§ Extracted text

Multivariate Independent Component Analysis Identifies Patients in Newborn Screening Equally to Adjusted Reference Ranges

Int. J. Neonatal Screen. 2023, 9(4), 60; https://doi.org/10.3390/ijns9040060
by Štěpán Kouřil 1, Julie de Sousa 2,3, Kamila Fačevicová 3, Alžběta Gardlo 1,2, Christoph Muehlmann 4, Klaus Nordhausen 5, David Friedecký 1 and Tomáš Adam 1,2,6,*
Reviewer 1:
Reviewer 2: Anonymous
Int. J. Neonatal Screen. 2023, 9(4), 60; https://doi.org/10.3390/ijns9040060
Submission received: 22 August 2023 / Revised: 22 September 2023 / Accepted: 17 October 2023 / Published: 20 October 2023

Round 1

Reviewer 1 Report

This contribution confirms that a multivariate analysis of newborn screening markers improves the false positive and false negative rates that can occur by considering only single values of the newborn screening markers. This is a critically important area of investigation.

The authors use the technique of multivariate independent component analysis (ICA) to analyze and compare the results of testing with single marker values in several newborn disorders.

Overall the figures showing the multivariate plots are clear and convincing.

However, since this is a clinical journal, and not a statistical journal, the statistical presentation could be improved.  For example, in lines 141 through 145, terms such as "non-singular matrix", "location vector",  and "unmixing vector" are introduced but not defined. 

Perhaps a table of statistical term could be added, in an appendix if not in the text.

This is an important potential contribution to  improvement of newborn screening, and it suggests the value of additional and further studies using multivariate analyses of markers for newborn disorders.

Author Response

Please see the attachment.

Author Response File: Author Response.docx

Reviewer 2 Report

This is an interesting study using ICA in NBS to improve diagnostic process and lower the false positive rate. Overall, the use of ICA is interesting.
I have some questions:
1) Which Software was used? According to reference 15 this could be R with some extra packages. But this should be clarified by authors.

§ Your assignment
From the review text, extract everything from "However, since this" down to "but not defined.". The items have no connection to the review text.

§ Dataset
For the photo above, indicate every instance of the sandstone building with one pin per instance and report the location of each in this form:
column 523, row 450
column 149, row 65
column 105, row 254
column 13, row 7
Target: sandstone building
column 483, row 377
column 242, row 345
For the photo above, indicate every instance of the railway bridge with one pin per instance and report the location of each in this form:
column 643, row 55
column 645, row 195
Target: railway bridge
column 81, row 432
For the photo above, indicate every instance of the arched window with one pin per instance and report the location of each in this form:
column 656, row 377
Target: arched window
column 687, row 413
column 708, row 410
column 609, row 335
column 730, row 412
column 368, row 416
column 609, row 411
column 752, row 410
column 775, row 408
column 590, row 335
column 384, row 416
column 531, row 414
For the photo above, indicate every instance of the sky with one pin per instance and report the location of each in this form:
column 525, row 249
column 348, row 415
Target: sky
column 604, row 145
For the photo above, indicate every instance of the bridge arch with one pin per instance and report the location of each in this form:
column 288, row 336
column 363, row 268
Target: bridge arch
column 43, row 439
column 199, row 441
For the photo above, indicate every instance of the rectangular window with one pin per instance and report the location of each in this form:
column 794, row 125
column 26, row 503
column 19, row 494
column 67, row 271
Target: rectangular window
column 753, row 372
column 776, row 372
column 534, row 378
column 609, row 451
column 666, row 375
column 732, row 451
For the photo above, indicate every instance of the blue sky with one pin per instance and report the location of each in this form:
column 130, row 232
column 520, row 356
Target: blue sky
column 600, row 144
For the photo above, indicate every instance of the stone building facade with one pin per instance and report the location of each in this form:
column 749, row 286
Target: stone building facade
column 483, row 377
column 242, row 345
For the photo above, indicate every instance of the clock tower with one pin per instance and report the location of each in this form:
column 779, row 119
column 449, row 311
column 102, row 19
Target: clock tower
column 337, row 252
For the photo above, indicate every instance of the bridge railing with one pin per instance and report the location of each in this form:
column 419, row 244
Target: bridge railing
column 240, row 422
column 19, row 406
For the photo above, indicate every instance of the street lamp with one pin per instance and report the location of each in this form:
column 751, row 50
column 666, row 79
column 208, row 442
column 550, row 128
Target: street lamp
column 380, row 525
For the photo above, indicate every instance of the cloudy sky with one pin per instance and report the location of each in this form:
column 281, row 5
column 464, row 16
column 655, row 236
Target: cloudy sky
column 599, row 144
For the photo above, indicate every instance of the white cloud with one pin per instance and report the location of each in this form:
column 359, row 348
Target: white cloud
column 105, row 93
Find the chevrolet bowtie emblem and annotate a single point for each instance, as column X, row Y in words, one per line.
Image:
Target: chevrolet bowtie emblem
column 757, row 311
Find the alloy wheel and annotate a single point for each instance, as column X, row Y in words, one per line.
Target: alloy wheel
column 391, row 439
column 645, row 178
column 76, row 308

§ Answer below
However, since this is a clinical journal, and not a statistical journal, the statistical presentation could be improved.  For example, in lines 141 through 145, terms such as "non-singular matrix", "location vector",  and "unmixing vector" are introduced but not defined.